Stored data entries:
======

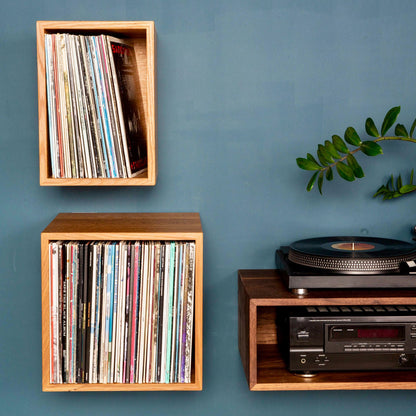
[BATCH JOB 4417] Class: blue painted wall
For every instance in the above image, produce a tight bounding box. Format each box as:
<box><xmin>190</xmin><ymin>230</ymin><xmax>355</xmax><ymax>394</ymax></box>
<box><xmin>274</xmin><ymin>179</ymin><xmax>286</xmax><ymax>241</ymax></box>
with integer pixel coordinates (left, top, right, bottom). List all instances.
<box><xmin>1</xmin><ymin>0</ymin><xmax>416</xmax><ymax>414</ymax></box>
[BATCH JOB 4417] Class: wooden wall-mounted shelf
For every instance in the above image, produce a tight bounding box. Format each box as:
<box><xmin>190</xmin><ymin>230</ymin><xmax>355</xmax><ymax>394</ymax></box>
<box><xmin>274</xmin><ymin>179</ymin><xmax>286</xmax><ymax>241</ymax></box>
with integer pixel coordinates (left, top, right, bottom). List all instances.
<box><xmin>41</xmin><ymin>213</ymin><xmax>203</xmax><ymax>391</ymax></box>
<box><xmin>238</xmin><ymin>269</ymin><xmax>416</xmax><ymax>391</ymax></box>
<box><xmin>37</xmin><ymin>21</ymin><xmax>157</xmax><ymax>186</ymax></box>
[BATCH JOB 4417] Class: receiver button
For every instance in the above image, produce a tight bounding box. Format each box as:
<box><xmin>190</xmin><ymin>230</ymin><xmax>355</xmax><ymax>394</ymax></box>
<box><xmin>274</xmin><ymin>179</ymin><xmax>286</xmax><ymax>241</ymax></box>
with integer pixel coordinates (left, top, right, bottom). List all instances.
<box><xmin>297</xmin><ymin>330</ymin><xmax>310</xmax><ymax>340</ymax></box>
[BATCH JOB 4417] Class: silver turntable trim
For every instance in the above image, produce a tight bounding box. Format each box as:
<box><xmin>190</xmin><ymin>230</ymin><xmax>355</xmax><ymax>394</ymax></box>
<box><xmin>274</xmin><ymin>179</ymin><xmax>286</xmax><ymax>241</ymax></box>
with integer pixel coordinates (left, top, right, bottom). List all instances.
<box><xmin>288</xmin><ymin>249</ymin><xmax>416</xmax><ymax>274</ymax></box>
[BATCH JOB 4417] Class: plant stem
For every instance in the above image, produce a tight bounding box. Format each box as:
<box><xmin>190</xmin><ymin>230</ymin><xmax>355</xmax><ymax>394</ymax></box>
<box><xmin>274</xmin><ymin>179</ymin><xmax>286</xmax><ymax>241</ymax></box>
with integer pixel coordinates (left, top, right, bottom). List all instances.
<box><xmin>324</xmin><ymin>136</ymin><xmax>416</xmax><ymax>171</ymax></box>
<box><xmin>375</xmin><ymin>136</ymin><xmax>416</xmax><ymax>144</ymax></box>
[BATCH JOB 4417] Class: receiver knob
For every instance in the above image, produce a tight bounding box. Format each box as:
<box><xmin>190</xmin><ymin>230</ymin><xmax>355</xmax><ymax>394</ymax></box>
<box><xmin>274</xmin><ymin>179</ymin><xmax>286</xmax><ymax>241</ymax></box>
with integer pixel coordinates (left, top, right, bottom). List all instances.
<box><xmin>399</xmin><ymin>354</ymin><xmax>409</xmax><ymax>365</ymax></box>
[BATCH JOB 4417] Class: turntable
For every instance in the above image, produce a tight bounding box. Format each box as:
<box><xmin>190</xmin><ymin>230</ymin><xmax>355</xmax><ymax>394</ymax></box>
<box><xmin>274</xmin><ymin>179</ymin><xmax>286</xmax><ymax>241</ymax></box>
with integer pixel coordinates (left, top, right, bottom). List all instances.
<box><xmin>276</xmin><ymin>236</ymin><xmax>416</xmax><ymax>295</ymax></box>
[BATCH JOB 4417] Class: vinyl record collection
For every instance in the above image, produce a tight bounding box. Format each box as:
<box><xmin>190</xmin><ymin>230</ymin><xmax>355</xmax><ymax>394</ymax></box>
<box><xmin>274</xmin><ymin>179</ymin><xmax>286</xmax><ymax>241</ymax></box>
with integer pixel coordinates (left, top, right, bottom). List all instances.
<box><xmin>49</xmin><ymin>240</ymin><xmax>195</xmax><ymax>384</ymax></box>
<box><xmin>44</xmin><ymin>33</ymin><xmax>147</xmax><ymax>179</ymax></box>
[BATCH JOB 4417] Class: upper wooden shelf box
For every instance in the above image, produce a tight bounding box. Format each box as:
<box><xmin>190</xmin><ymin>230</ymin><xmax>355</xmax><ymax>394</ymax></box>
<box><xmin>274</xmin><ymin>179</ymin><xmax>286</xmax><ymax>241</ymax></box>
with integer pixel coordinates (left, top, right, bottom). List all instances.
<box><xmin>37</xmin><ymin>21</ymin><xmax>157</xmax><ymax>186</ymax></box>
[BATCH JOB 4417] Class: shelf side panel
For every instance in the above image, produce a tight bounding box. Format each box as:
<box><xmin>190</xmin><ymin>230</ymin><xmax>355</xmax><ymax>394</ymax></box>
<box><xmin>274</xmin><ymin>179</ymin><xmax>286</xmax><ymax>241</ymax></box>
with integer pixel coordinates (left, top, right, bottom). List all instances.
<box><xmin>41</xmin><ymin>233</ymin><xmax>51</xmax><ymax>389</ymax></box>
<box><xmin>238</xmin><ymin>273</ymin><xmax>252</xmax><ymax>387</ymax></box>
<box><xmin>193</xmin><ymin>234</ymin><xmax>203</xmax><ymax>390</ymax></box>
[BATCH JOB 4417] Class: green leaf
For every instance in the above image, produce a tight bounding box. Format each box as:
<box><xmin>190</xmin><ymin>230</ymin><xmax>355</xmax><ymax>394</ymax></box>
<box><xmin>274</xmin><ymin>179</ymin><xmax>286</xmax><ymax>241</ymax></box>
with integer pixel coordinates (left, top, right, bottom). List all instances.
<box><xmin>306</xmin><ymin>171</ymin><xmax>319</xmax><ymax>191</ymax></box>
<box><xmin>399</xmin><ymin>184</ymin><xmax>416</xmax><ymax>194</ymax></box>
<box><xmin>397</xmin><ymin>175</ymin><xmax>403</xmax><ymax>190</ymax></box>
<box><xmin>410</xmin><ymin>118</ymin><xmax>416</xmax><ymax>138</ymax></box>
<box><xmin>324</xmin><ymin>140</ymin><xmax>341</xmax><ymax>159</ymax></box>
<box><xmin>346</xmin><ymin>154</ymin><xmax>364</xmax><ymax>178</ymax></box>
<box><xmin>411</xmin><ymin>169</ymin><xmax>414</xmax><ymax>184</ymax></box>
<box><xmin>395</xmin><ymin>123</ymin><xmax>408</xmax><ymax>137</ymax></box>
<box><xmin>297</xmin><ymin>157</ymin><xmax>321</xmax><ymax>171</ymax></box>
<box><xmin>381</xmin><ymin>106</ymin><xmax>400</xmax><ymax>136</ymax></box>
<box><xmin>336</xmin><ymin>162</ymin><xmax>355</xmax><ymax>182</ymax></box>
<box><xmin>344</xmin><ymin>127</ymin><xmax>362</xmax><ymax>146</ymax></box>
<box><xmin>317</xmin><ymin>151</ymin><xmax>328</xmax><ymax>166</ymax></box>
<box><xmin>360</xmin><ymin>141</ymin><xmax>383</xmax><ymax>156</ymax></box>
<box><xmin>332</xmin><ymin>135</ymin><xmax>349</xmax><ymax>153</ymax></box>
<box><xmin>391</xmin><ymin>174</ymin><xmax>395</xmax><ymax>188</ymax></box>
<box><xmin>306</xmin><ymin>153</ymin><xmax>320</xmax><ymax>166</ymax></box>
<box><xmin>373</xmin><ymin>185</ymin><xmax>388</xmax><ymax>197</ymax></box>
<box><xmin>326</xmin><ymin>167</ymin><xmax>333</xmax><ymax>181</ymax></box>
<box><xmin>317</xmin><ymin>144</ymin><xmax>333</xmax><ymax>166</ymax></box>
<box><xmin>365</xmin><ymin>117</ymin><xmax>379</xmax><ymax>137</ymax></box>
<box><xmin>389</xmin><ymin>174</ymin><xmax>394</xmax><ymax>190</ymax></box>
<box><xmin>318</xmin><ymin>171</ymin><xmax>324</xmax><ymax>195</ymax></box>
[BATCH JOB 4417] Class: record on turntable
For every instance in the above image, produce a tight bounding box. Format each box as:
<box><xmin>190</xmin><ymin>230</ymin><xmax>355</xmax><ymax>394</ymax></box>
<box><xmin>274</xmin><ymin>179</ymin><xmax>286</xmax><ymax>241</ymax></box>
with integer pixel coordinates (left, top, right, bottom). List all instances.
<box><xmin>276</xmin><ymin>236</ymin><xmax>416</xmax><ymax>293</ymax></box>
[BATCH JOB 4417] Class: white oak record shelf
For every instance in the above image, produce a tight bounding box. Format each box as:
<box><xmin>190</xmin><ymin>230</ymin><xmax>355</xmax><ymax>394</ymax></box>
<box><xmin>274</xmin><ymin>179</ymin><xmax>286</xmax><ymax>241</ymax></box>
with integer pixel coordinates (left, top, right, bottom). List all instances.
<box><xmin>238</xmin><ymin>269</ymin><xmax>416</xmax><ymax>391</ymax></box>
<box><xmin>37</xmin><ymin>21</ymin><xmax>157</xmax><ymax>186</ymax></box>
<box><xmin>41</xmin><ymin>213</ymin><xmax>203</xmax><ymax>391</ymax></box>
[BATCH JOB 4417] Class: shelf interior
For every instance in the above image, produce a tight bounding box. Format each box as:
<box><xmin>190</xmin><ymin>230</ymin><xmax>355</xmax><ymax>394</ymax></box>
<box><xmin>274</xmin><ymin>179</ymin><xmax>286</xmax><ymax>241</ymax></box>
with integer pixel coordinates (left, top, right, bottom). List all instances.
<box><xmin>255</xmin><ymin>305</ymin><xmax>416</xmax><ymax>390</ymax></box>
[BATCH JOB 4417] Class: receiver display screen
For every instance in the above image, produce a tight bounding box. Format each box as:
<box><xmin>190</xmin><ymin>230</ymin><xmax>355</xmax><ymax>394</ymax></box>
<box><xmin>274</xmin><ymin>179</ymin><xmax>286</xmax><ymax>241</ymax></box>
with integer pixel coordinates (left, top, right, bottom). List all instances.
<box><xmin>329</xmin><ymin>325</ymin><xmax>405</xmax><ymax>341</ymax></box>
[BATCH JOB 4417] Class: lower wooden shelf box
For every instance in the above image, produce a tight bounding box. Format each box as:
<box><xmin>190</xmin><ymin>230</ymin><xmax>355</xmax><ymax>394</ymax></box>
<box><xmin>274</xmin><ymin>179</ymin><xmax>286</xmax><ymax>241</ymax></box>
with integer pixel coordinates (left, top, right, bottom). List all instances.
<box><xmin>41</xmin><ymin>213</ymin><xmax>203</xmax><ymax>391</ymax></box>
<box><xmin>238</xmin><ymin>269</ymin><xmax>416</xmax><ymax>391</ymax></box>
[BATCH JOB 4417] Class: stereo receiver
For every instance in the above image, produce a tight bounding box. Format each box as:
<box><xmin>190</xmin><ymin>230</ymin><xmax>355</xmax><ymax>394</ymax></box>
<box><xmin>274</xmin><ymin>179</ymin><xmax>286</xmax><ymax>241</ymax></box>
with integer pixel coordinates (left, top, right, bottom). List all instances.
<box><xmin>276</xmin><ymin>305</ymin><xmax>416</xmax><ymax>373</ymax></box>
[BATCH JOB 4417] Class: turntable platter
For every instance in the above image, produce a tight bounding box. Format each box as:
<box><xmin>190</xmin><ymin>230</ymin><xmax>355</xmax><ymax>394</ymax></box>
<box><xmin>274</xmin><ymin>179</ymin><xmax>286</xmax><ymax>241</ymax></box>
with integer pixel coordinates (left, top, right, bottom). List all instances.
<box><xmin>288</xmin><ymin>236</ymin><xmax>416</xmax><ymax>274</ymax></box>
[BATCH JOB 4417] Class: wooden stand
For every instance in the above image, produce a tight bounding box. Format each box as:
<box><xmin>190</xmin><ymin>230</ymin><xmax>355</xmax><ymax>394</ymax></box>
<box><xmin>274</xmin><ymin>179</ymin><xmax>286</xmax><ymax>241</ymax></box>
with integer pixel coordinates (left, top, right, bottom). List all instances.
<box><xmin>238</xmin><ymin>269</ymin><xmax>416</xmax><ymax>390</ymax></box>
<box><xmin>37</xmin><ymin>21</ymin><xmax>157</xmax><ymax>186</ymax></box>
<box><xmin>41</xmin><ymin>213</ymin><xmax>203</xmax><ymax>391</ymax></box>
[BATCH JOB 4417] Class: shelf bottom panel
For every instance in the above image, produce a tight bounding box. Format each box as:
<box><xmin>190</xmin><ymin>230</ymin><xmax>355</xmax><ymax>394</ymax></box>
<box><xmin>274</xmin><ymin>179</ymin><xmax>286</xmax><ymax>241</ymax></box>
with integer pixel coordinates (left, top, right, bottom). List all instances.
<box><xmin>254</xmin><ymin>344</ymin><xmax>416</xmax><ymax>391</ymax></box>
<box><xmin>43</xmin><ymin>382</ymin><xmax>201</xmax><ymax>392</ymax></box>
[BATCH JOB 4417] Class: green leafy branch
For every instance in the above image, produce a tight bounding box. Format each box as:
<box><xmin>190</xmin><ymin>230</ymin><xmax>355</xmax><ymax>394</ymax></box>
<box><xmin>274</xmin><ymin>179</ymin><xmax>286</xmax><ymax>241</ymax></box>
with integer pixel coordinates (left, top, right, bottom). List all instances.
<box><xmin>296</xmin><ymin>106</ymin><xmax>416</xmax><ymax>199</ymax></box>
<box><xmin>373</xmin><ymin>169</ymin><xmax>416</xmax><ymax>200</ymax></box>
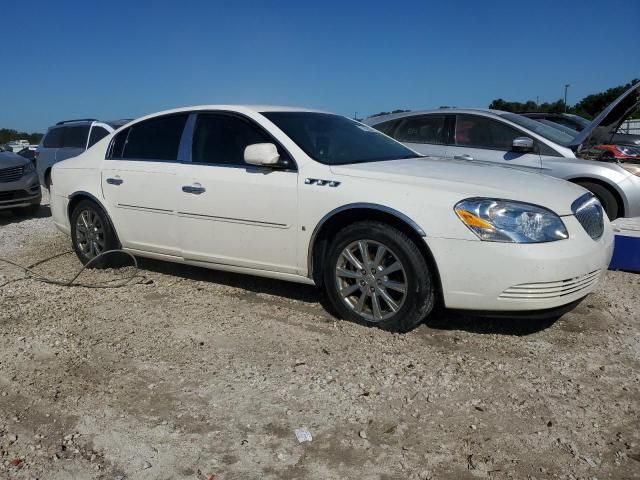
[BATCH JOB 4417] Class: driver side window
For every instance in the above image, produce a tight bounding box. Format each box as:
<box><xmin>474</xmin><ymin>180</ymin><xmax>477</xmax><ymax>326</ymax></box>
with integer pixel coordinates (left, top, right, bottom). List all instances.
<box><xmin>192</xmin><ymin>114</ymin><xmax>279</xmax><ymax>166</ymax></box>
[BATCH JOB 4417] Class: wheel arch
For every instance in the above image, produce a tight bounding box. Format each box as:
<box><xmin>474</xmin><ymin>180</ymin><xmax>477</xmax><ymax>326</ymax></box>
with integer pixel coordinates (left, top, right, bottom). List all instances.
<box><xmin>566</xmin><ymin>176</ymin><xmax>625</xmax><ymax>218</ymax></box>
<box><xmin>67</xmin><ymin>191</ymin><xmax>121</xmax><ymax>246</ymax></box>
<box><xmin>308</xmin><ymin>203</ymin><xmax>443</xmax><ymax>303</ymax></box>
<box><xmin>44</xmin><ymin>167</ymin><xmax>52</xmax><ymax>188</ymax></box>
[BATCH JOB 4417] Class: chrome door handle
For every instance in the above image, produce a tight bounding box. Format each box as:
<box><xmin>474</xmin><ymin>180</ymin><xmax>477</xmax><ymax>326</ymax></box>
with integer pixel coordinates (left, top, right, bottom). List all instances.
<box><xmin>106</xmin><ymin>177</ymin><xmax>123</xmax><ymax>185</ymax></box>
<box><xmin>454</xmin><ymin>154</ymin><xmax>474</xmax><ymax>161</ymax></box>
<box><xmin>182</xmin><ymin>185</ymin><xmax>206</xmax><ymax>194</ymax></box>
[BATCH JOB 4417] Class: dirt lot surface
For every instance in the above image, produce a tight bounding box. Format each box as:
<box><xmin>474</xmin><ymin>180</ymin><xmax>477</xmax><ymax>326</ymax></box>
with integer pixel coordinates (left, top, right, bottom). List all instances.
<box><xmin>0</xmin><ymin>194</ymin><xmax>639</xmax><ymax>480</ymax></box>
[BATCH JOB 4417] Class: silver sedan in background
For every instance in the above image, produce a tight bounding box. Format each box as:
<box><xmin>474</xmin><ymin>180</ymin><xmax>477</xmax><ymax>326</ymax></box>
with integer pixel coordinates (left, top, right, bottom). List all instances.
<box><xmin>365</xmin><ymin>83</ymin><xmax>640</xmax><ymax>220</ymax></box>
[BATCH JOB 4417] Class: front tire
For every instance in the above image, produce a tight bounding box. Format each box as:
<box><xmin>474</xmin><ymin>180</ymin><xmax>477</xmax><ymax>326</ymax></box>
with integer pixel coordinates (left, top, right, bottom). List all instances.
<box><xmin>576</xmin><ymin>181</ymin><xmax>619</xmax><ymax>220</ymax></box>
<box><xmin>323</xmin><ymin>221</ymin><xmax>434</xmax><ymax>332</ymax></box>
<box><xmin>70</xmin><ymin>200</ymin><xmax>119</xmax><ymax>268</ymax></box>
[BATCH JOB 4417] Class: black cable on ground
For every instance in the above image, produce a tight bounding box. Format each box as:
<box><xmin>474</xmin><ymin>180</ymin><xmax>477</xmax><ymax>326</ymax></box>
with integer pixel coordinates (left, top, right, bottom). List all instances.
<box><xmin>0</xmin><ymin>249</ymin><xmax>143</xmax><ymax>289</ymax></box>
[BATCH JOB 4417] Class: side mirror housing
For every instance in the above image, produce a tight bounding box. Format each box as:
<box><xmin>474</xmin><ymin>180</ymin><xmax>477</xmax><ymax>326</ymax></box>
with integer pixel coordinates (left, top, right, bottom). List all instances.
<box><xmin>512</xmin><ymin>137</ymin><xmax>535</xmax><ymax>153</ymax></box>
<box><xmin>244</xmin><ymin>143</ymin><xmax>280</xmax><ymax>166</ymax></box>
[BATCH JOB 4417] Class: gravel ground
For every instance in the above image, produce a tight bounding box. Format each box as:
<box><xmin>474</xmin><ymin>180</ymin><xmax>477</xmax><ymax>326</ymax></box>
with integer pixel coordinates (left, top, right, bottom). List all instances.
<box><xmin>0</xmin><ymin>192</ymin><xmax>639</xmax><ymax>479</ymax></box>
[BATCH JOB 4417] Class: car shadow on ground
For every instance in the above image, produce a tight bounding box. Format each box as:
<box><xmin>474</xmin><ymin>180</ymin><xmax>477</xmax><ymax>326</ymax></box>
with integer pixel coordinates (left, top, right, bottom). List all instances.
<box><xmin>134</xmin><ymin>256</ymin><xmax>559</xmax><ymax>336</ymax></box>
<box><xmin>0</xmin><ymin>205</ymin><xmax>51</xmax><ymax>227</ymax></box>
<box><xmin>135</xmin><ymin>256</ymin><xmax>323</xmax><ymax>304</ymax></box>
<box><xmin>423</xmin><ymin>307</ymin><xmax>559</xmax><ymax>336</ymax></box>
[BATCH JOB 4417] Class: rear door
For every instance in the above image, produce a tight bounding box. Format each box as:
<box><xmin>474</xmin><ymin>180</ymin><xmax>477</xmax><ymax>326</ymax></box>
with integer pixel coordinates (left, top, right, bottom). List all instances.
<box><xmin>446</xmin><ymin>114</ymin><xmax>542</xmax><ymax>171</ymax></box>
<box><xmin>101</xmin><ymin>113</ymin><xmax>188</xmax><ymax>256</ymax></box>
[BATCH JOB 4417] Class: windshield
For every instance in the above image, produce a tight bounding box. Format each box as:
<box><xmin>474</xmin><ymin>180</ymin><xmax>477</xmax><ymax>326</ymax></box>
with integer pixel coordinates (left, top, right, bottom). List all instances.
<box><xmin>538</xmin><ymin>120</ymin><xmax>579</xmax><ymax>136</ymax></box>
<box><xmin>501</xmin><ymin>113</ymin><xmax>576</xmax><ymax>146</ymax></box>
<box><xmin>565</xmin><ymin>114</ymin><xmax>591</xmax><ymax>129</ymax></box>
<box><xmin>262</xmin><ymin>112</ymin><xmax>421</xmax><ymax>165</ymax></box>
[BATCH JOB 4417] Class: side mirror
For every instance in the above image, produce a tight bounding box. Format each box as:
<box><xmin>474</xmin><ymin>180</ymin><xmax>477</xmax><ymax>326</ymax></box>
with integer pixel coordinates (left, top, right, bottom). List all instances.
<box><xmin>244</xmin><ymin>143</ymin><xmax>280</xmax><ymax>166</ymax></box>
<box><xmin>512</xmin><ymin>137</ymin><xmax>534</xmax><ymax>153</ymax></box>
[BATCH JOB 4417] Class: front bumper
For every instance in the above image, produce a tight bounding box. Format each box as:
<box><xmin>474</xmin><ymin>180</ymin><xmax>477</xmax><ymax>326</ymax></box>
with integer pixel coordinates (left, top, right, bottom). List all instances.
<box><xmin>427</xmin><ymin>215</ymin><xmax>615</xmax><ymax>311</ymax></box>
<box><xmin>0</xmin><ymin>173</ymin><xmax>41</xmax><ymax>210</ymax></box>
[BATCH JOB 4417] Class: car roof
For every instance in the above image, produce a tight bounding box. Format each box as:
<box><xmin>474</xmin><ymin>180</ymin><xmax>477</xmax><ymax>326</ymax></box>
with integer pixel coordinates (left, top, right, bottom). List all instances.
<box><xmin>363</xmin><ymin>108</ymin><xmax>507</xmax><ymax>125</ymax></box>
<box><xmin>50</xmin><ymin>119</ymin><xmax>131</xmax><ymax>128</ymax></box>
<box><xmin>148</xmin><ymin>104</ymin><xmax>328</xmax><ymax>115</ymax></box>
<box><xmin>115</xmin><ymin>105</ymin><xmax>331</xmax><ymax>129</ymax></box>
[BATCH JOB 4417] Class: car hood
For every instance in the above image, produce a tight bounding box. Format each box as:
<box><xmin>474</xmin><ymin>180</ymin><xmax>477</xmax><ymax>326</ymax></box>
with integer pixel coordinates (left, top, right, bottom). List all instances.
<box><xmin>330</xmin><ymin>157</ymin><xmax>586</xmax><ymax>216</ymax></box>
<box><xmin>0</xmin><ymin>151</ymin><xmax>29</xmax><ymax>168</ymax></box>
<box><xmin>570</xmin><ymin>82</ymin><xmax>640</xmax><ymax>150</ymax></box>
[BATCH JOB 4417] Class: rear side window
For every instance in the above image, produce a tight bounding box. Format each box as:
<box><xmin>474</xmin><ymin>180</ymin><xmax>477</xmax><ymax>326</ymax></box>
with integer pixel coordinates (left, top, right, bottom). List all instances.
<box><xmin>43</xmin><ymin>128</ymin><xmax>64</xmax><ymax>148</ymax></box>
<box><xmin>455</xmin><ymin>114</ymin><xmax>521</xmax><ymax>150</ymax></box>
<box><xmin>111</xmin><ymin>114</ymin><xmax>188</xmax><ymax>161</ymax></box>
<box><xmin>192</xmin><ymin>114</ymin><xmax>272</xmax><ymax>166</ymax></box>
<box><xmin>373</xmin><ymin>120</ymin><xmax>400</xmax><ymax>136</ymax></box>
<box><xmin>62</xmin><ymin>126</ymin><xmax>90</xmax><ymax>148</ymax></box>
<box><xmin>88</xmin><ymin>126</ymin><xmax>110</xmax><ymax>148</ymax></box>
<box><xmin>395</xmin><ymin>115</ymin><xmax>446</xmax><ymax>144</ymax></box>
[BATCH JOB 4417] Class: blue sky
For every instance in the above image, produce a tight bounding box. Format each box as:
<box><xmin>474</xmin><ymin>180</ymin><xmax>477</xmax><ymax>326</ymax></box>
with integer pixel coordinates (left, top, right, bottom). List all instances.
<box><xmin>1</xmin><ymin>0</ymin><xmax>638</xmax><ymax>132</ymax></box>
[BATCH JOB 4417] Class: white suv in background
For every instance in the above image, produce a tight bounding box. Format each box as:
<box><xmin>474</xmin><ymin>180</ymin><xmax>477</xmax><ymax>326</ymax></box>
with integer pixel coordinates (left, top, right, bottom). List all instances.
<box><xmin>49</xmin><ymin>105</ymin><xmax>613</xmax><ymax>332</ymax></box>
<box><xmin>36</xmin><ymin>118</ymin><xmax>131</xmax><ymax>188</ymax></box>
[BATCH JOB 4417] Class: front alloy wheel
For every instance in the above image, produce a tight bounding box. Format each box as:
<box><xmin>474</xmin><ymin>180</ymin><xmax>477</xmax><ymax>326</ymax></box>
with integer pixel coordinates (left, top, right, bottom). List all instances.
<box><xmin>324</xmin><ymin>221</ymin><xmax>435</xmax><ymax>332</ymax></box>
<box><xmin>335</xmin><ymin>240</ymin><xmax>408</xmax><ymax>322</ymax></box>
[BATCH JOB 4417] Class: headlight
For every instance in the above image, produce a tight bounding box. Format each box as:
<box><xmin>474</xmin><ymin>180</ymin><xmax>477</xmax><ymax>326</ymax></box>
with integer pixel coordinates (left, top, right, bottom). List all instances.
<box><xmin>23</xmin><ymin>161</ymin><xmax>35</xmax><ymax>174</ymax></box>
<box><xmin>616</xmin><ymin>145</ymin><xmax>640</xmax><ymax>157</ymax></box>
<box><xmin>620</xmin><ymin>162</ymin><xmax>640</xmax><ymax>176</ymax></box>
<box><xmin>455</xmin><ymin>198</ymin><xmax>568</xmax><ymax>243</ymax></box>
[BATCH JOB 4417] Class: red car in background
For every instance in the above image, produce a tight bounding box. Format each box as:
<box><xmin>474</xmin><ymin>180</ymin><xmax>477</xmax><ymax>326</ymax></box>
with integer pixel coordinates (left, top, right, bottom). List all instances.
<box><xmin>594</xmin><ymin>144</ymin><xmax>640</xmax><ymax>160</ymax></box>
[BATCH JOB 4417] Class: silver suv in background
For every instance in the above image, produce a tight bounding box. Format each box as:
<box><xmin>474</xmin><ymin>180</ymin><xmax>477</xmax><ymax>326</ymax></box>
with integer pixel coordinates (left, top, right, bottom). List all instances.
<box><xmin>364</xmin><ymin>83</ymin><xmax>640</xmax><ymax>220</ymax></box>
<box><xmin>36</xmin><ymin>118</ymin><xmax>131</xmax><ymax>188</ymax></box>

======

__What the task asks__: Using the records above, find and show each line with the string "window".

__Task solution__:
[BATCH JOB 4417] Class: driver side window
[BATCH JOB 4417] Class: rear side window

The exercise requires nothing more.